:: ARTICLE ::
□ □ □ □ □ □ □
I have the following ANTLR4 grammar to interpret regular expressions.
// Regular Expression Grammar.
grammar RegExpr;
program : expr EOF # Root
;
expr : TERM # TermNode
| expr '?' # OptionalNode
| '(' expr ')' # OrdinaryNode
| expr expr # ConcatNode
| expr '|' expr # OrNode
;
ESC : '\\' . ;
TERM : ([a-zA-Z0-9,.*^+\-&'":><#![\]] | ESC)+ ;
WS : [ \t\r\n]+ -> skip ; // skip spaces, tabs, newlines
However, when I try to parse string literal '\\(' in Java, I got
line 1:0 no viable alternative at input '\('
I want to treat any character with '\\' prefix as terminals. For example, '\\(', '\\)', '\\\\', '\\X' are treated as terminals.
□ □ □ □ □ □ □
:: STORED DATA ::

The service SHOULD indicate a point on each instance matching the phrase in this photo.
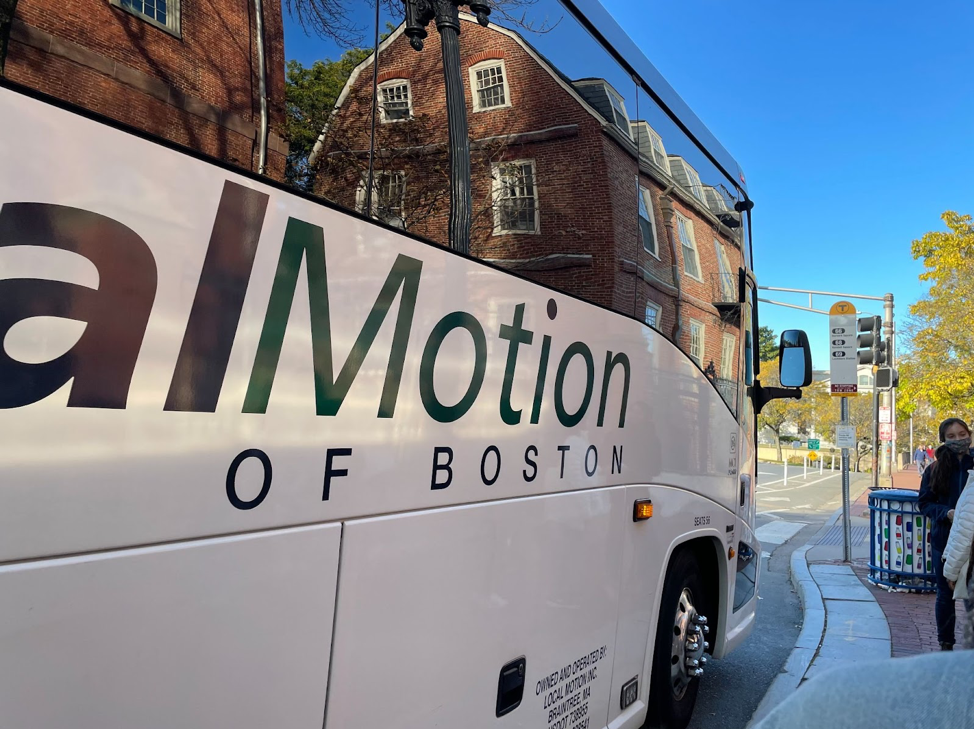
□ □ □ □ □ □ □
:: WORK TO COMPLETE ::
1 – In the post about the regular expression grammar, what does the WS rule do with spaces, tabs, and newlines?
2 – Continue the post about the ANTLR regular expression grammar from its final sentence.

:: SET OF ANSWERS ::
1 – It skips them.

2 –
In the end, I want to parse '\(a.(b|c)\)' as
'\(a.' (b|c) '\)'
which represents '\(a.b\)' and '\(a.c\)'. Then I can remove all '\'s to get '(a.b)' and '(a.c)'.
Can anyone please point out why does the above grammar gives errors on '\\(' and '\(a.(b|c)\)'?
Thanks!